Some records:
◇ ◇ ◇ ◇ ◇

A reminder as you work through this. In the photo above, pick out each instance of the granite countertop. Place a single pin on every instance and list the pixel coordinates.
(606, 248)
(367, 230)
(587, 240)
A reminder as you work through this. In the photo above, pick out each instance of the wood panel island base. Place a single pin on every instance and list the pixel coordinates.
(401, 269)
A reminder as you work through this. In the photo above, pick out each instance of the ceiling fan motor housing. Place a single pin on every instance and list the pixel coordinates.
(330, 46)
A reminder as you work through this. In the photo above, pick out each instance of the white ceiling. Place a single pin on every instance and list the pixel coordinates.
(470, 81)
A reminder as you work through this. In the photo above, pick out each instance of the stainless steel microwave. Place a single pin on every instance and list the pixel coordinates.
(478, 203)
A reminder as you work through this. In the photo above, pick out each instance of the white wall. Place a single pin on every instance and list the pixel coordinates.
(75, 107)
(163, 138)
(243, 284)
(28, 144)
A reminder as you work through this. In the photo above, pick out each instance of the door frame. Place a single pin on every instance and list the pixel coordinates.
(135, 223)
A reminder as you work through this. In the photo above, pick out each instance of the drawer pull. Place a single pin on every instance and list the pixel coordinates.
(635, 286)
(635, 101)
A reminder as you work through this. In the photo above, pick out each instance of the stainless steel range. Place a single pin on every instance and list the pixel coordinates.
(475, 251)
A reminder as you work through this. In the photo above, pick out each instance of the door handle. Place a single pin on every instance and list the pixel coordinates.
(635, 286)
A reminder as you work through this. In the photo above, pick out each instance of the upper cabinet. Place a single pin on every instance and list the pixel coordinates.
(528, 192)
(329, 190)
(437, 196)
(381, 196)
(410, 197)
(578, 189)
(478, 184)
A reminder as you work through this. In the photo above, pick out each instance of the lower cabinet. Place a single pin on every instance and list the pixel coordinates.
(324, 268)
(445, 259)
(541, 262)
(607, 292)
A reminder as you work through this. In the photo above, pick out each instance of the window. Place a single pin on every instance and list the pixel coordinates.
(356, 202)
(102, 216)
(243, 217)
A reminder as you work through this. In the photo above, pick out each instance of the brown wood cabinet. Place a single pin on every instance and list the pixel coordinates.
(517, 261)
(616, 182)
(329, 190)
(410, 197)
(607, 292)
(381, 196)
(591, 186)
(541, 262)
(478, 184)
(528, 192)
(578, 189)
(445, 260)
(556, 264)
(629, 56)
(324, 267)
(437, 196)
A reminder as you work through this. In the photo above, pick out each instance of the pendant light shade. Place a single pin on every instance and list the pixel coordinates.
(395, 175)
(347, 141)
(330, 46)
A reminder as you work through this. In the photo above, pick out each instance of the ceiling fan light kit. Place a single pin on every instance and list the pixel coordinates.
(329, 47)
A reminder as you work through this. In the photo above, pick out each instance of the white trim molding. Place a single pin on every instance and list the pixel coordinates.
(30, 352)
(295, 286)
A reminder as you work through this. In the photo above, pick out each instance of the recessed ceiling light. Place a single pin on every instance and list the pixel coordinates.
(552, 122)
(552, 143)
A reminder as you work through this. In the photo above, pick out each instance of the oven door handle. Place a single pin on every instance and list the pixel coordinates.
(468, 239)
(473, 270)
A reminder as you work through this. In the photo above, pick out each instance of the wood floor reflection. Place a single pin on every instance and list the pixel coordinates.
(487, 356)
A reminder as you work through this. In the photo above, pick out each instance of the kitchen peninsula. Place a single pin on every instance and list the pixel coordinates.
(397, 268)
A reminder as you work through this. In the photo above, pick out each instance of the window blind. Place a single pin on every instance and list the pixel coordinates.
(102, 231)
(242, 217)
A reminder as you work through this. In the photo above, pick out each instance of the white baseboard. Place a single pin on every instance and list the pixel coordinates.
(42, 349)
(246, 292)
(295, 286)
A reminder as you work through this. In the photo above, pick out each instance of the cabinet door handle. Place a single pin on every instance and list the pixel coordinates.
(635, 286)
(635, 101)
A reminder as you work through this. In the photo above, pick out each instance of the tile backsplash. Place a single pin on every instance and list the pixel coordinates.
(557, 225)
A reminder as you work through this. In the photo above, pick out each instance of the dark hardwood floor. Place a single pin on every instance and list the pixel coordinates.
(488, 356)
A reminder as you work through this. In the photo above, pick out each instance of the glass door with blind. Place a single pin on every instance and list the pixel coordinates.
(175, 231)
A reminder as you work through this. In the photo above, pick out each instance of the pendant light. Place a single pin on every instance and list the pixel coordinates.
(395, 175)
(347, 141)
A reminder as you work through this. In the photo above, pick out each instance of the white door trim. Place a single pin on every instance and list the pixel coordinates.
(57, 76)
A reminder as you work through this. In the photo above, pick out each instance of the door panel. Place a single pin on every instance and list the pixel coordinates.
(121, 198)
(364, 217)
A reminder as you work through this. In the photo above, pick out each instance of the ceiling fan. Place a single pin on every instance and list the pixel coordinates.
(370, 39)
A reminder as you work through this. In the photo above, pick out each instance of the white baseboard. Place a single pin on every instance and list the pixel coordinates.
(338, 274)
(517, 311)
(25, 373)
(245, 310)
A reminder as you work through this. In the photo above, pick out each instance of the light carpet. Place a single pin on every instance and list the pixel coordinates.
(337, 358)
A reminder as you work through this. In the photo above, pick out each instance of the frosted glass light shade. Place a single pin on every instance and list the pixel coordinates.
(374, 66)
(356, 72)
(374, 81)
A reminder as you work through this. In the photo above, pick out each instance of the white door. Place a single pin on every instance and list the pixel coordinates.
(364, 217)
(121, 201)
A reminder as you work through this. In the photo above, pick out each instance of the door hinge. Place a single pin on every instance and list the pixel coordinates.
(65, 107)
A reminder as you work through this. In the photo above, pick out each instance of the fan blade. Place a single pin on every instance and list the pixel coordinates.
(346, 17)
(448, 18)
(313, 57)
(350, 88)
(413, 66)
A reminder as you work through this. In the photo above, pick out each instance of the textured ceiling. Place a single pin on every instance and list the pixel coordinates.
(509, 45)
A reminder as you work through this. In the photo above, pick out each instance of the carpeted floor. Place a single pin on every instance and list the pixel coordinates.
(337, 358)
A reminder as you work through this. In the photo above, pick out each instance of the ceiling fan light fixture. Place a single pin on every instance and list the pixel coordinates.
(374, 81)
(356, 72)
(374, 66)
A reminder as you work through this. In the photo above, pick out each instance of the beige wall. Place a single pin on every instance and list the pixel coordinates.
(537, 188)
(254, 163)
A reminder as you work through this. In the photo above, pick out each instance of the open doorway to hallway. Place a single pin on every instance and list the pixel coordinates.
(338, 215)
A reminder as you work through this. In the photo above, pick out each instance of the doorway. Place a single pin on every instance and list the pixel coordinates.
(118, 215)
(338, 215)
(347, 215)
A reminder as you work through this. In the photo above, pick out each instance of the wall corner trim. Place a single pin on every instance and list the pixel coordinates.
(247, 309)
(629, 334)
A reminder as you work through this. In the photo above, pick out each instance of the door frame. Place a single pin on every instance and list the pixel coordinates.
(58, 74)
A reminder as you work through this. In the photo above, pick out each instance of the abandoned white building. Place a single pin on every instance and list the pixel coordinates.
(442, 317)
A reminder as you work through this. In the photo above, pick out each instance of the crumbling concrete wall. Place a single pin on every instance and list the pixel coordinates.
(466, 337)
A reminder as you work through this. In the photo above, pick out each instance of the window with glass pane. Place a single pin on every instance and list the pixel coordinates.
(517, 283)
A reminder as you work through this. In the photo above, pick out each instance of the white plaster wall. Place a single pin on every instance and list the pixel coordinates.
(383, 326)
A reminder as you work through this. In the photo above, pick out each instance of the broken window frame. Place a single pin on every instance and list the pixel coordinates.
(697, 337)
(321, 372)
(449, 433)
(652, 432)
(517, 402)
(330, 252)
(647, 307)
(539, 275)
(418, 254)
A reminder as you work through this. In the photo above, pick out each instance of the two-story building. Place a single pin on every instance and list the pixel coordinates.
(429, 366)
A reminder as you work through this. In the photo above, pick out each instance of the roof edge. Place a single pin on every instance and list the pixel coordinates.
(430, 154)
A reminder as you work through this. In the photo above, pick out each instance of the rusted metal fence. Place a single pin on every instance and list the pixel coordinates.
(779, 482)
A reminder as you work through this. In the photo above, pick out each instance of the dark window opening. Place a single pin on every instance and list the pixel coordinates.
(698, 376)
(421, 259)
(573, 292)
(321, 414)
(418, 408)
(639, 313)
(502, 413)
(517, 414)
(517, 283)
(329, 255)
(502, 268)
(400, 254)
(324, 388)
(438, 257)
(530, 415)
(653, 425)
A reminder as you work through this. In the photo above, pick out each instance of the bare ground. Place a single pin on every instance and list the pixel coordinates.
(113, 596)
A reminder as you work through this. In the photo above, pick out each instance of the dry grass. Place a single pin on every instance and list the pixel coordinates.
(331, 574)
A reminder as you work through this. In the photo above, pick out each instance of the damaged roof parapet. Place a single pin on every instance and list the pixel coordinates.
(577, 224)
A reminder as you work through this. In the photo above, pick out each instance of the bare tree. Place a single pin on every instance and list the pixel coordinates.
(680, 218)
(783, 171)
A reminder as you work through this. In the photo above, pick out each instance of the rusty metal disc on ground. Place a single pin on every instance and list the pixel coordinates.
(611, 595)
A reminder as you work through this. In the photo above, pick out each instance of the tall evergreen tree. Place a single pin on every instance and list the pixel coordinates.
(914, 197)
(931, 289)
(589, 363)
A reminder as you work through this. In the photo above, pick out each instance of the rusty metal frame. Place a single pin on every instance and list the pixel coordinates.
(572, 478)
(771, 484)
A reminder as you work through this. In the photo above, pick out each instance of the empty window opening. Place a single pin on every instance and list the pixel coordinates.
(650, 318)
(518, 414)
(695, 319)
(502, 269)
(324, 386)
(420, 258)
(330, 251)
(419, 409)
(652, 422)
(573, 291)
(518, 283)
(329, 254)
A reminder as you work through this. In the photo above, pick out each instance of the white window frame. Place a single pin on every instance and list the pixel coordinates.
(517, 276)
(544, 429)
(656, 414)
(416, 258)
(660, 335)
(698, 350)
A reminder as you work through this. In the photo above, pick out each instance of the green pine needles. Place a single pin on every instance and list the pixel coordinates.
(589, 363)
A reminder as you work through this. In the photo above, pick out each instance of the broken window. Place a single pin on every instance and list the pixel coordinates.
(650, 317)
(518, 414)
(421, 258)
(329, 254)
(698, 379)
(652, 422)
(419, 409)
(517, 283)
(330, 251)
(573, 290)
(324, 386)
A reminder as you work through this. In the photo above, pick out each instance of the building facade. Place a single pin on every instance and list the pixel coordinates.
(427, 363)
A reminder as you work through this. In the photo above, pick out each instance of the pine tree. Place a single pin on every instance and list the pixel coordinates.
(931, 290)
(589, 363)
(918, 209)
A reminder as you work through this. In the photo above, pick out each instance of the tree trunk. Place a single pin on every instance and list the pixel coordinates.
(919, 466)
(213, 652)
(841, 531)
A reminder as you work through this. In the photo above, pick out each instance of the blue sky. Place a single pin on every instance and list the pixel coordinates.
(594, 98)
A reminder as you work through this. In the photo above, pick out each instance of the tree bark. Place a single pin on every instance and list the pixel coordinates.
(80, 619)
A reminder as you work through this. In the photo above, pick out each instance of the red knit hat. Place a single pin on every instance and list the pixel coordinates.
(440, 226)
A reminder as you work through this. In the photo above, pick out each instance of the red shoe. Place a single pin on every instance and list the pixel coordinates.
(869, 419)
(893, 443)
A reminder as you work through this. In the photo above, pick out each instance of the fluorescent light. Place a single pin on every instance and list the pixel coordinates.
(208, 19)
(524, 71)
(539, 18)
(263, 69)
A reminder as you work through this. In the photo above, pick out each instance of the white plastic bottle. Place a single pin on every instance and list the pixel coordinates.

◇ ◇ ◇ ◇ ◇

__The task__
From the line containing "the red knit" down to the final line of the data, write out every line exactly; both the first and last of these belong in your answer, and nothing else does.

__Solution for this problem__
A reminder as you work through this. In the photo above, pick out each instance of the red knit hat. Place a single pin on every instance and list the pixel coordinates.
(440, 226)
A reminder as you work through this. In the photo above, pick out each instance of the red shoe. Place a single pin on every instance and list the pixel coordinates.
(869, 419)
(893, 443)
A reminder as you work through this. In the photo above, pick out each instance of the fluorescent light. Place a single pin on every instance and list the pixel coordinates.
(208, 19)
(524, 71)
(539, 18)
(263, 69)
A reminder as you work through this. In the photo above, pick out each instance of the white plastic bottle. Place a single pin on every instance and list the pixel coordinates.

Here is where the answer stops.